┌──
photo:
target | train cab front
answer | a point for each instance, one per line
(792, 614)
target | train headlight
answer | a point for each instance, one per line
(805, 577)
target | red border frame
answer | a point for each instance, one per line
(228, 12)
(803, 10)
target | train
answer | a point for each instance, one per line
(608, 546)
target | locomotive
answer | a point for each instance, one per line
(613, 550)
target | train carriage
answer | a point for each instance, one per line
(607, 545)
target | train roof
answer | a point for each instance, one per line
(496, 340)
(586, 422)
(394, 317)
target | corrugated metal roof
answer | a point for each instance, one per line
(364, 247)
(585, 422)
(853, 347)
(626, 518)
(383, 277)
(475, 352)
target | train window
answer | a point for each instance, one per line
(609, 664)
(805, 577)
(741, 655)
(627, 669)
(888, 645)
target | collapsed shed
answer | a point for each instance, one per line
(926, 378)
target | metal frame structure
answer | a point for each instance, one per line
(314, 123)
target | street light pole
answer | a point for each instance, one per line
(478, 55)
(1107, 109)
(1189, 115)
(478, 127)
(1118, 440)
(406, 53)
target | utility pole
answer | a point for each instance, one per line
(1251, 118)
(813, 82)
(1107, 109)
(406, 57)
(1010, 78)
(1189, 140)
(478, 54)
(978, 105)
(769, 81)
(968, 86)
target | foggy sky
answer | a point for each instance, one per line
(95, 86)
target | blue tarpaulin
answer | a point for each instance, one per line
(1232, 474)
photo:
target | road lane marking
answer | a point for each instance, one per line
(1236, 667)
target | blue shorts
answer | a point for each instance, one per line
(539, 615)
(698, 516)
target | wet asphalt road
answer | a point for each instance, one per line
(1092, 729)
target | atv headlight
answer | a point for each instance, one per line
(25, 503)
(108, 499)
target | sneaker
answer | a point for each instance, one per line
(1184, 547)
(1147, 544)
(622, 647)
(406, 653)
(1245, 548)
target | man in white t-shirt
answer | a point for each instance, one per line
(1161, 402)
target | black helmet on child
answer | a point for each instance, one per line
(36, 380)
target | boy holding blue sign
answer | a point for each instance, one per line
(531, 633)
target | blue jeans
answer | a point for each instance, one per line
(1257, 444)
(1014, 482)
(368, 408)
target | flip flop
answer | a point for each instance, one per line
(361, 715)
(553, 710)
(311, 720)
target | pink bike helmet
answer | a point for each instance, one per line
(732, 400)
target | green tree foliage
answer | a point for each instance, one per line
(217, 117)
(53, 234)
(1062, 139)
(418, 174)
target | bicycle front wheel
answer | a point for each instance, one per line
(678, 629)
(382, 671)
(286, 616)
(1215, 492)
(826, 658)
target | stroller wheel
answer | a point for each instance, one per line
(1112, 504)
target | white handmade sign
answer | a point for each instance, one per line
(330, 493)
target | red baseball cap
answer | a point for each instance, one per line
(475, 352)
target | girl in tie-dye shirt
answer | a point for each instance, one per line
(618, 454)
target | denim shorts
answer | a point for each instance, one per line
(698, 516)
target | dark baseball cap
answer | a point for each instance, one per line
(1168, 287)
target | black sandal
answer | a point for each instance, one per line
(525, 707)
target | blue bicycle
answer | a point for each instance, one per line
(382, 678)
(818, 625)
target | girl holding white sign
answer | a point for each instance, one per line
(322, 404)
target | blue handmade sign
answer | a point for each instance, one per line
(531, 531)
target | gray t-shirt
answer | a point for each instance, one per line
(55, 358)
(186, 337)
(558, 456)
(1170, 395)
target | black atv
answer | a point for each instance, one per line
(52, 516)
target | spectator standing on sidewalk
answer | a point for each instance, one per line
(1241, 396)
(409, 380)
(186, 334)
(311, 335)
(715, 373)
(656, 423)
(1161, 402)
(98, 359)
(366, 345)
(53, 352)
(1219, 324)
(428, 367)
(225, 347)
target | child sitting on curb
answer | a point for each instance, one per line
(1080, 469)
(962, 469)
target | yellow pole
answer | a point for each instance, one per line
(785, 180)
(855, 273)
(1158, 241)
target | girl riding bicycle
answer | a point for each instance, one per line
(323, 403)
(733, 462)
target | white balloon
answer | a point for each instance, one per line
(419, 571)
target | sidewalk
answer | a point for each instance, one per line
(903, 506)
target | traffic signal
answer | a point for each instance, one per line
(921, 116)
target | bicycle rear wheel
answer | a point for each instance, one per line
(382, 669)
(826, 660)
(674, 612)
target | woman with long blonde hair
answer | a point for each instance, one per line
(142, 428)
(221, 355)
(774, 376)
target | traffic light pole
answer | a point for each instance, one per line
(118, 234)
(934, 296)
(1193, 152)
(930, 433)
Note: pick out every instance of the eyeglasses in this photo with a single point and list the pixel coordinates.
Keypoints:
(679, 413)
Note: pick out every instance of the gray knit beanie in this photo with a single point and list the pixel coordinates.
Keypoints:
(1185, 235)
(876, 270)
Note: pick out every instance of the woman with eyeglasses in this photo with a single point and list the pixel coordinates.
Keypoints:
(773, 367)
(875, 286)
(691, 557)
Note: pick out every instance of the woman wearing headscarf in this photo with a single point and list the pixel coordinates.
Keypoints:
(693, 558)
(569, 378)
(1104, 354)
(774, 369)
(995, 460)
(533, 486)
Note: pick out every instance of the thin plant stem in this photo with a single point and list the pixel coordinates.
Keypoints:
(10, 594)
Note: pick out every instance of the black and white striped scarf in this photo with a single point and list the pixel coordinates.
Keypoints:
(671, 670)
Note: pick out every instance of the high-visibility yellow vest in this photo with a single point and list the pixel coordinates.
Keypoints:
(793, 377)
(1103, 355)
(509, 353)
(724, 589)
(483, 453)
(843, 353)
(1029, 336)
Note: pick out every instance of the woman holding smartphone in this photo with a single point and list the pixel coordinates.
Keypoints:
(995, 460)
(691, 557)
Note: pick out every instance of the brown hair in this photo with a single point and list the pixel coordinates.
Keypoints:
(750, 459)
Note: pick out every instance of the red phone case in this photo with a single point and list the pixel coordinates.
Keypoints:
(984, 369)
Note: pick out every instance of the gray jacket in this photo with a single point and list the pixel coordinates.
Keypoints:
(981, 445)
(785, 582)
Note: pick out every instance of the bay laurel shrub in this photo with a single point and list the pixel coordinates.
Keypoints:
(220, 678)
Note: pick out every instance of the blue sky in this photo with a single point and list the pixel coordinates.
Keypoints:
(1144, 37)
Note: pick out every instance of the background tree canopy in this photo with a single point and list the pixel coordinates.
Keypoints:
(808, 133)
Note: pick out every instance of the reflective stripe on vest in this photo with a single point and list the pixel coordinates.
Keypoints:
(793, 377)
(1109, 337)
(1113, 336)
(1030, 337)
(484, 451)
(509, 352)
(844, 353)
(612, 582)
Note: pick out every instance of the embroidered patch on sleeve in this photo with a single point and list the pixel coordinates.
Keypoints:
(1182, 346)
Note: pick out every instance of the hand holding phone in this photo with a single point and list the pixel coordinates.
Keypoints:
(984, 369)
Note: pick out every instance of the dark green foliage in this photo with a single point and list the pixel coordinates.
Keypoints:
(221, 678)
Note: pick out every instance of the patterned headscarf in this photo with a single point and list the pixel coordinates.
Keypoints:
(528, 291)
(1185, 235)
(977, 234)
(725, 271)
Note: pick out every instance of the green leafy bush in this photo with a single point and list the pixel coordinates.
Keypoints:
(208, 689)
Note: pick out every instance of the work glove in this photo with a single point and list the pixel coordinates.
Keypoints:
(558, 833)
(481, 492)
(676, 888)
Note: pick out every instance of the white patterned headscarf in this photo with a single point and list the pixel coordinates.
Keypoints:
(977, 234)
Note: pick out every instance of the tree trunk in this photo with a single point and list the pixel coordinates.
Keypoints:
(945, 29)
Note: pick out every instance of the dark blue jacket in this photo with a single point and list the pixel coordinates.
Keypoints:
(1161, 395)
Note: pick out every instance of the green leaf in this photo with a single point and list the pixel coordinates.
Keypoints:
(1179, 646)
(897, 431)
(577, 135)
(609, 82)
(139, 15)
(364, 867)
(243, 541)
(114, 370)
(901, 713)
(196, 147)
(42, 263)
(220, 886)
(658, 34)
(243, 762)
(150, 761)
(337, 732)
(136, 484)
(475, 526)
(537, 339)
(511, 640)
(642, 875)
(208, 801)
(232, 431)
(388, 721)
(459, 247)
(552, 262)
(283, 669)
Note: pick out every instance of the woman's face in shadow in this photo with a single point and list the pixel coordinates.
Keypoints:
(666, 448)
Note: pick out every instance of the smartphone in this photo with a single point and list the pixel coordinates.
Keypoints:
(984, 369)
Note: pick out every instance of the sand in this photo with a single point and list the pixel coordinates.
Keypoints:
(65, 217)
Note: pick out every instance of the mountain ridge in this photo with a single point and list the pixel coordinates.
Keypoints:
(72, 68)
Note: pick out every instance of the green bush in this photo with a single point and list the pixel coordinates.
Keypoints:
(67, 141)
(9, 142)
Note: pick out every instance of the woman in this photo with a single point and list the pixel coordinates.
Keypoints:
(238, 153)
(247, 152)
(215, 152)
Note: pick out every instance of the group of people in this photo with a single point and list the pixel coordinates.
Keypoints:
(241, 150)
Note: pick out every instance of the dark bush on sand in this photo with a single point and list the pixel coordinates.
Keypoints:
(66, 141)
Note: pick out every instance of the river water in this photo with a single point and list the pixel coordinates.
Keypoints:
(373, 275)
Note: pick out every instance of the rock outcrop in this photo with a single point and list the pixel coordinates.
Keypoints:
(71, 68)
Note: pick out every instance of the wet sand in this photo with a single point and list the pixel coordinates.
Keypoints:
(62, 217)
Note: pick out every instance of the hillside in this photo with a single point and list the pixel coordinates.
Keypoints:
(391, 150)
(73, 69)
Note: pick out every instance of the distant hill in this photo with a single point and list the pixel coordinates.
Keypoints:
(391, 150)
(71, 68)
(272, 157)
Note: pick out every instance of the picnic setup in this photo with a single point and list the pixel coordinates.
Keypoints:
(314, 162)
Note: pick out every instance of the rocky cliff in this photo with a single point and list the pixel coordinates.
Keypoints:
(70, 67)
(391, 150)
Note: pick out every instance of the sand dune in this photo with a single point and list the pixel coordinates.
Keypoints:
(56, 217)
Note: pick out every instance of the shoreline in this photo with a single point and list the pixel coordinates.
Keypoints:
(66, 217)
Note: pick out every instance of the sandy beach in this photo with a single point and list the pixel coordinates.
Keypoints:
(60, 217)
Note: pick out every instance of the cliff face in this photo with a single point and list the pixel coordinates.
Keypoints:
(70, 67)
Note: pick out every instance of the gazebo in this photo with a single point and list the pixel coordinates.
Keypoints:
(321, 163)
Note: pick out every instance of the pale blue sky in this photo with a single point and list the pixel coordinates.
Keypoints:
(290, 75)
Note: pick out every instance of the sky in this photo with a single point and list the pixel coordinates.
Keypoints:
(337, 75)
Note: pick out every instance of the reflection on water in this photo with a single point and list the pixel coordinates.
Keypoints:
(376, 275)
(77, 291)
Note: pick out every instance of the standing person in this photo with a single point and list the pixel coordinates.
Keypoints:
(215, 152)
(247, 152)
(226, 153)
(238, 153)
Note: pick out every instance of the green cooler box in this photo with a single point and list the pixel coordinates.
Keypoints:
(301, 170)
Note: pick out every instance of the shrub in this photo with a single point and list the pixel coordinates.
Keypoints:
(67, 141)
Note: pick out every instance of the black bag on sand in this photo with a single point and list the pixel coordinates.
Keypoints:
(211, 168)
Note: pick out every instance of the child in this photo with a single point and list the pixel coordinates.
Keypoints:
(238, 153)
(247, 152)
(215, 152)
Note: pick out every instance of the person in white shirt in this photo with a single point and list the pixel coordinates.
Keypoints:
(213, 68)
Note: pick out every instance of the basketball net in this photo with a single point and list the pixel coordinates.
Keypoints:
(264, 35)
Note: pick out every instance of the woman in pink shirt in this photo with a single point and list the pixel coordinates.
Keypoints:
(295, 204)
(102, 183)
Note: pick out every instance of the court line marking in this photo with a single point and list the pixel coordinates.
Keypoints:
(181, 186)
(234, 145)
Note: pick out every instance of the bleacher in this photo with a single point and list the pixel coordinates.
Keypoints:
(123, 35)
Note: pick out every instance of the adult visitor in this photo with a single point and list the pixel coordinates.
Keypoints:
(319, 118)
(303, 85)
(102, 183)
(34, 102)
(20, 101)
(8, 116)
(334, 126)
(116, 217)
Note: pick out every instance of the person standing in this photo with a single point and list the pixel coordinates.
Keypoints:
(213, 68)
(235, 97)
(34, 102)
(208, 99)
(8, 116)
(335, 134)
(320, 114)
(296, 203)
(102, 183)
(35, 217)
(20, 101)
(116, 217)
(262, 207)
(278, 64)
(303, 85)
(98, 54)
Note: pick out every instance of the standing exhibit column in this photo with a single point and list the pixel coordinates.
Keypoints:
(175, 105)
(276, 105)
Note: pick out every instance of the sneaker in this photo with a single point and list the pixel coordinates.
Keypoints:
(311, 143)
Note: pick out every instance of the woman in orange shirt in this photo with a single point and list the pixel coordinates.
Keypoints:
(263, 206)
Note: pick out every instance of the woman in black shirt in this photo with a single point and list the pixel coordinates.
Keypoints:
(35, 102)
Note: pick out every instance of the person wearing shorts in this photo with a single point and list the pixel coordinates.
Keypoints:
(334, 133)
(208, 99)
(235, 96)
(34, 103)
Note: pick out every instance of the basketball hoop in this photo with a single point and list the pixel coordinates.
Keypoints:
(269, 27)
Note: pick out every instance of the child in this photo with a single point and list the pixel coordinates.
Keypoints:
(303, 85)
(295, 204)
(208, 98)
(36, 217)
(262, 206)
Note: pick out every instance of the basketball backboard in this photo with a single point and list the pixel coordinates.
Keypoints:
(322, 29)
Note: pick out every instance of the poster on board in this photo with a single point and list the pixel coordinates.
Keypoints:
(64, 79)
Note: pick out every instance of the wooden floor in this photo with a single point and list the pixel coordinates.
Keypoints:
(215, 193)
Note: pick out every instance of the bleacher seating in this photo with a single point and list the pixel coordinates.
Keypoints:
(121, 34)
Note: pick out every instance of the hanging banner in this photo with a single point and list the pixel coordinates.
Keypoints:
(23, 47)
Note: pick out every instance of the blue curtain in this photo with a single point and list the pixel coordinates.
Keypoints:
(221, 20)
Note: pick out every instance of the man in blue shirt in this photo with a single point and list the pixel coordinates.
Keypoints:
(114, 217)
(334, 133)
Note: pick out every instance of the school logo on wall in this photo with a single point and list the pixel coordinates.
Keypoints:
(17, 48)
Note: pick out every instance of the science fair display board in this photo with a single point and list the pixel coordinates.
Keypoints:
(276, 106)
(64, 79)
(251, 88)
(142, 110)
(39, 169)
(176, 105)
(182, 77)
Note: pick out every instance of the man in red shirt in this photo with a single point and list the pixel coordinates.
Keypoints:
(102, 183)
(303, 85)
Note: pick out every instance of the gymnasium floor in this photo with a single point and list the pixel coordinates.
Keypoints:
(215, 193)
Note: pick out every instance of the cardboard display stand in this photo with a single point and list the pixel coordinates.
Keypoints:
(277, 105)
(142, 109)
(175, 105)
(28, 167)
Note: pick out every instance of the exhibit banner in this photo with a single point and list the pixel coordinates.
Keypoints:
└──
Scan the records above for the lines holding "target | stroller wheel" and "target | dark baseball cap". Transcribe those two and every line between them word for word, and no others.

• RESULT FOR THIS TASK
target | stroller wheel
answer | a point for each instance, one per line
(1112, 504)
target | white handmade sign
answer | a point for each instance, one per line
(330, 493)
target | red baseball cap
answer | a point for each instance, one per line
(475, 352)
target | girl in tie-dye shirt
answer | a point for each instance, one per line
(618, 454)
target | denim shorts
answer | a point for each instance, one per line
(698, 516)
target | dark baseball cap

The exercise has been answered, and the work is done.